▶ **TEXT SECTION**:
__________

Serving at 1-2, 15-0, Lauren missed a forehand
volley with the court open, and you just had the feeling that there had been
one more shift in the mental balance in Melanie’s direction. Sure enough,
Lauren made three more errors, including a missed forehand slice on game point,
then slammed a ball into the net, the first sign of frustration she’d
demonstrated all afternoon.
Serving at 3-1, Melanie got more aggressive. She
hit 3 huge winners, including 2 backhands down the line and held for 4-1. In
the next game they played another epic point, one that seemed to take a little
more out of Lauren, and on break point she eventually tagged a big forehand
that landed about 3 inches long.
It wasn’t over yet though. Serving for the match
Melanie made a couple of quick errors, Lauren cleaned a backhand, and then one
more error from Melanie and it was 5-2. Lauren then held easily for 5-3.
So Melanie had to serve it out. Which she did,
impressively. She started with an ace. Lauren hit a backhand winner. Then
Melanie won a long point, and then hit another ace. The match point was an
amazing 21 ball point, and Melanie finished it with a clean forehand swinging
volley winner. What a match! And what a Saturday–about 7 hours start to
The Girls 16 finals was the first match on Sunday
and in it’s own way it was as much a titantic struggle as the Girls 18s the day
before. Of all the finals in all the divisions it had the greatest contrast in
styles. It was also an amazing example of how a match can swing back and forth
as the players struggle to impose their respective games.
Sara Lee, the 12th seed from Los Angeles California,
is coached by Tennisplayer.net contributor Craig Cignarelli. It was actually
incredible to watch Sara put into practice the sophisticated understanding of
tactics that Craig has outlined in his articles.
Her opponent was Ellen Tsay, from Pleasanton,
California, seeded second, a lefty with the toughest defensive game of any
junior I saw play the whole week, girl or boy. The bottom line was nobody in
the division could stay with Ellen from the baseline. Her groundstrokes were
virtually impenetrable and one opponent after another self-destructed trying to
hit her off the court. But there was more to her game, because in addition to
her lefty serve, she could also finish from the short court, and also at times
at the net.
From the first point of the first set, Sara set
out to beat her a different way–by going to the net. And she put on an amazing
display of attacking tennis, not only tactically, but technically, with rock
solid volleys and great touch.
I knew from talking to Craig what she was going
to try to do, but even the knowledgeable tennis people watching the match must
have been shocked when they saw Sara play her first service game.
On the first point she hit a clean drop shot
winner, and then on the second, an angled forehand volley winner to go up 30
love. She backed that up with a service winner, and a masterful low forehand
volley. And I could hear Craig’s words, “Does anyone really think girls
Well, Sara definitely can, and she kept doing it
for the rest of the set. Her second hold ended with a decisive backhand volley
winner. This was in a long deuce game in which Ellen shifted her primary
backcourt strategy to a series of high, deep loops.
Then with Ellen serving at 1-2, Sara absolutely
pulverized an overhead, and later ripped a crosscourt backhand to get an early
break. Ellen responded like a champion, hitting two forehand winners and
drawing two errors from Sara to break back. But Sara broke her again, running
around a serve and smacking a forehand inside in return winner–another page
from the Cignarelli book.

__________

▶ **SOURCE MATERIAL**:
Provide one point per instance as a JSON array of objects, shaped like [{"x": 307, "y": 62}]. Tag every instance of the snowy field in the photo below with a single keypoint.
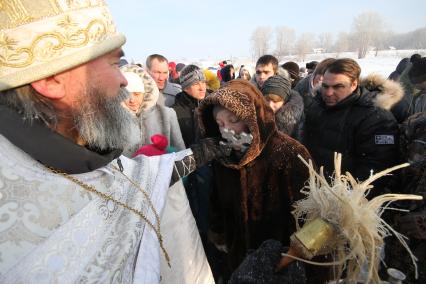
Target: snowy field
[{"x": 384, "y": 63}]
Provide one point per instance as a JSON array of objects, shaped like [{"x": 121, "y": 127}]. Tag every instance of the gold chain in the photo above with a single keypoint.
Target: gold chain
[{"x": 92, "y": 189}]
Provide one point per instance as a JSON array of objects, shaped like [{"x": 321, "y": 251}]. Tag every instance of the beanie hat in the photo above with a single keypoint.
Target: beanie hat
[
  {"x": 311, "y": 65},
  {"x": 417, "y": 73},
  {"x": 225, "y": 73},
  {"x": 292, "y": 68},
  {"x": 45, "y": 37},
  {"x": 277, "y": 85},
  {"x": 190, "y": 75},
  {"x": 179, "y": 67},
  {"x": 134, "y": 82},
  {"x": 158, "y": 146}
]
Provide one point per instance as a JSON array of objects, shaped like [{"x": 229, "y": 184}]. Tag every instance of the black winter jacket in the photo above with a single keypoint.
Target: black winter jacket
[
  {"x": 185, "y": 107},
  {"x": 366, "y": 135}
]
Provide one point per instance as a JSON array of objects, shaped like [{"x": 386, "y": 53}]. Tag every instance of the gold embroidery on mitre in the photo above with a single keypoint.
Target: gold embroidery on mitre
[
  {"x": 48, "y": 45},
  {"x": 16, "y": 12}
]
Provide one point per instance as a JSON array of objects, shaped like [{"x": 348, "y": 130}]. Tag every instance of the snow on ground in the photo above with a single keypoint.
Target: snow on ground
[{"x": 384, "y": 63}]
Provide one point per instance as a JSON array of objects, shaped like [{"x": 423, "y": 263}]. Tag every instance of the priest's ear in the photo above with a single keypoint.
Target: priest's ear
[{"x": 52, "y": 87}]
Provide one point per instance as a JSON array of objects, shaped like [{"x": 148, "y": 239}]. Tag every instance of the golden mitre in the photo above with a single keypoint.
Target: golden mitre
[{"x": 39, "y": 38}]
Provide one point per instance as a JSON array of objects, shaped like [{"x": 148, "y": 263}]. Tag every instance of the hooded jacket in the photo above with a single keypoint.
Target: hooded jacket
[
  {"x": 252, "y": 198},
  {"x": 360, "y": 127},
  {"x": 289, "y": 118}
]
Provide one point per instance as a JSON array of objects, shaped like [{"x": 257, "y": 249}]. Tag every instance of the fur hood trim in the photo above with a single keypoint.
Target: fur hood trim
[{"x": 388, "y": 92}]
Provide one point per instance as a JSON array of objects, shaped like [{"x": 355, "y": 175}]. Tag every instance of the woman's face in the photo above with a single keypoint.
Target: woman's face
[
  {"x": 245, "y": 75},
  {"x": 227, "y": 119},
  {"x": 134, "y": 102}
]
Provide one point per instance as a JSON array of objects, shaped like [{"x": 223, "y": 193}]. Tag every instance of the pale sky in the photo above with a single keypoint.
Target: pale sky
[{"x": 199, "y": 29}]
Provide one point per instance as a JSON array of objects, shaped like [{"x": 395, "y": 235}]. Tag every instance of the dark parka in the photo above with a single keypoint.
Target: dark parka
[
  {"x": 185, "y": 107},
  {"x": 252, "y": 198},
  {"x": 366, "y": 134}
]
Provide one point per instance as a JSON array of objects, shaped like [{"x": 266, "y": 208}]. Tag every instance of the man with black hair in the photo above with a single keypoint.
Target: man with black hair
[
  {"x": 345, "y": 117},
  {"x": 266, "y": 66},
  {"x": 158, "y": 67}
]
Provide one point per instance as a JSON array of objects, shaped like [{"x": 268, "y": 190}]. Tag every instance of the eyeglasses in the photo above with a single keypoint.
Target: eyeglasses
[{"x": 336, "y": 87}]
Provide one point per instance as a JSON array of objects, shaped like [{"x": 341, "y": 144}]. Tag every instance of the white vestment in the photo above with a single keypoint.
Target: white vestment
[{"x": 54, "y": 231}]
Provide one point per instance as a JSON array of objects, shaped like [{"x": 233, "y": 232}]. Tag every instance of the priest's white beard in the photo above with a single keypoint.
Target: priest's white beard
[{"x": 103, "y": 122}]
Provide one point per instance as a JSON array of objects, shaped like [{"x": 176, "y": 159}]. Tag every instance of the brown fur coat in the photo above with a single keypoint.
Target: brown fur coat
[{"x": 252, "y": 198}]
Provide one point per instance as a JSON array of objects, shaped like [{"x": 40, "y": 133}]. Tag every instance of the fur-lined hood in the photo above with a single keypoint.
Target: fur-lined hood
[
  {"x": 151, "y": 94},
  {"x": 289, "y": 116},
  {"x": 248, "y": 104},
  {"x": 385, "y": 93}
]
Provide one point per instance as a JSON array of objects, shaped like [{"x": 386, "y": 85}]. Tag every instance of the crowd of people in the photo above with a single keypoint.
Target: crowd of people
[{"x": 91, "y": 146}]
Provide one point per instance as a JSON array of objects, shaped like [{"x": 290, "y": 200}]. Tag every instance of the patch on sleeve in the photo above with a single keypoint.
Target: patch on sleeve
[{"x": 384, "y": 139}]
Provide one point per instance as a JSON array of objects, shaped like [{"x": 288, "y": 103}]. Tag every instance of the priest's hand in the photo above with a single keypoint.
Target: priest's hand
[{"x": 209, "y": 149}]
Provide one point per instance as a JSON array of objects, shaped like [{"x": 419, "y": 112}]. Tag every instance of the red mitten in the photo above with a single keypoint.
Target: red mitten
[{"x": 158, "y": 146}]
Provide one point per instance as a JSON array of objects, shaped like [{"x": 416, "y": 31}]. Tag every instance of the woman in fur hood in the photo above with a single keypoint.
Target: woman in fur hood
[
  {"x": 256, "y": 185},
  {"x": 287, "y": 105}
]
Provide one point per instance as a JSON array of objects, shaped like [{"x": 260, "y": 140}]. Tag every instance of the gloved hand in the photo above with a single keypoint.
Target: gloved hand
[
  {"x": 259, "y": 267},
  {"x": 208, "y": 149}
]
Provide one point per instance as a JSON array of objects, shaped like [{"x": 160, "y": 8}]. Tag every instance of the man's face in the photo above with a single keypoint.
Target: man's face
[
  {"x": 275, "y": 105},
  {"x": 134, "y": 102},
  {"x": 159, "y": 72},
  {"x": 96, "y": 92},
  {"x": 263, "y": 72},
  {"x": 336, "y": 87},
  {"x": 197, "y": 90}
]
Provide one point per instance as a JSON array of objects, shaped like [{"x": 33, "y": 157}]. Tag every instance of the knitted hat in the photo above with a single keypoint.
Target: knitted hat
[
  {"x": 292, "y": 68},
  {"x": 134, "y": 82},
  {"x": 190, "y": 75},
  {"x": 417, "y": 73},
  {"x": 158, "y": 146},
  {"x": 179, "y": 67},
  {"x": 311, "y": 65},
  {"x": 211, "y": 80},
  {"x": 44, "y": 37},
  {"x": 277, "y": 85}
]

__________

▶ **GOAL OF THE EXERCISE**:
Reproduce word for word the part of the tennis match report that starts at the words "Serving at 1-2, 15-0, Lauren" and stops after "demonstrated all afternoon.".

▶ **FINAL ANSWER**:
Serving at 1-2, 15-0, Lauren missed a forehand
volley with the court open, and you just had the feeling that there had been
one more shift in the mental balance in Melanie’s direction. Sure enough,
Lauren made three more errors, including a missed forehand slice on game point,
then slammed a ball into the net, the first sign of frustration she’d
demonstrated all afternoon.